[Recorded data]
--------------------------------

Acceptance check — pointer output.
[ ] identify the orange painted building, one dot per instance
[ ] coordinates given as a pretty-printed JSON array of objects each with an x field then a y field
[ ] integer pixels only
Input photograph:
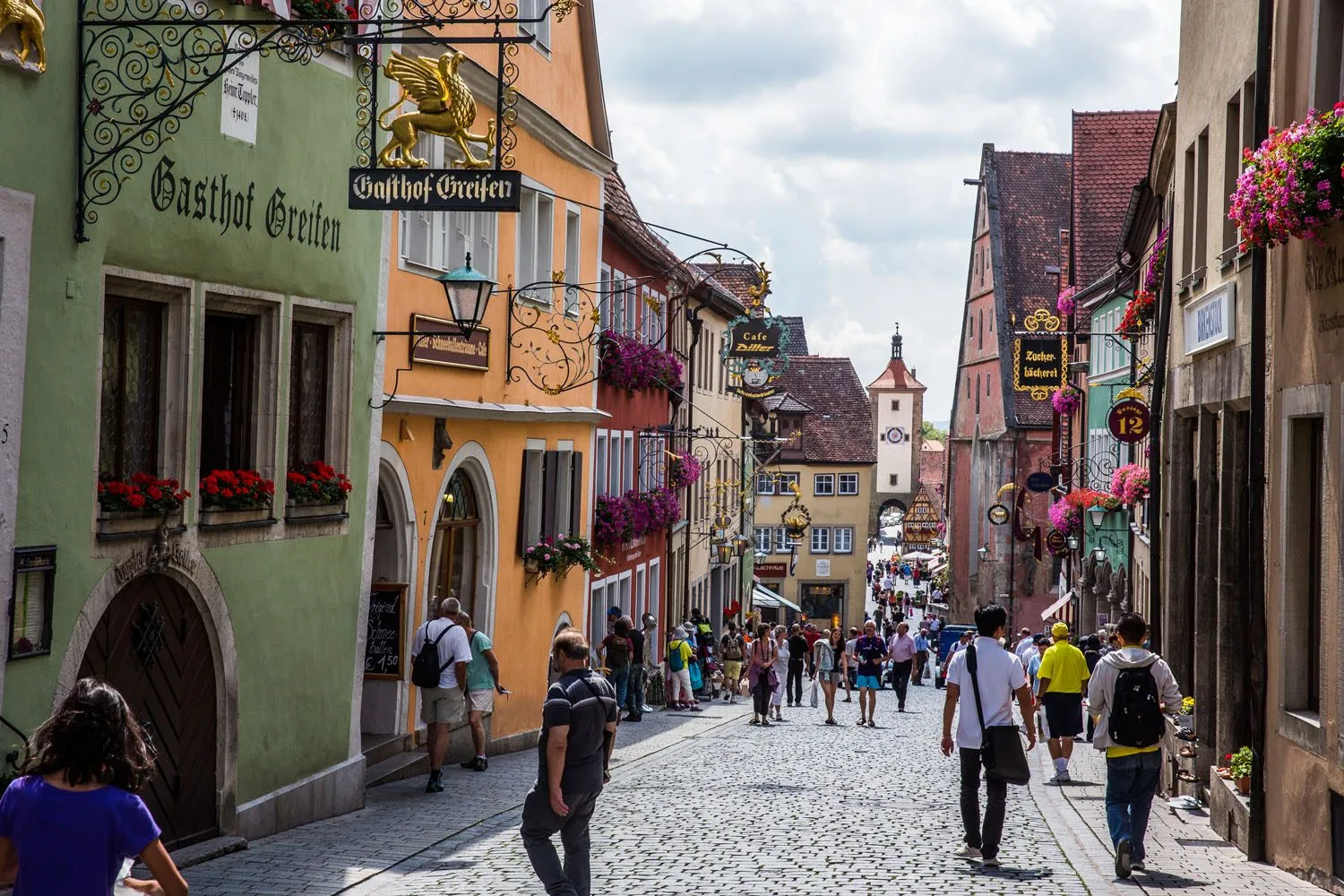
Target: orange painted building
[{"x": 483, "y": 447}]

--------------------------------

◆ **WHAT YOU ARE ASKED TO DO**: Please write out every line of the listing above word for word, omitting the pictures.

◆ **FINAL RESULT**:
Acceptance check — pointer output.
[ ] identify the orange painted building, one dot per instance
[ ] coordinates given as a pretty-printed JSON array of objects each with an x field then a y field
[ ] integer pixels only
Input photograph:
Target: orange painted building
[{"x": 483, "y": 447}]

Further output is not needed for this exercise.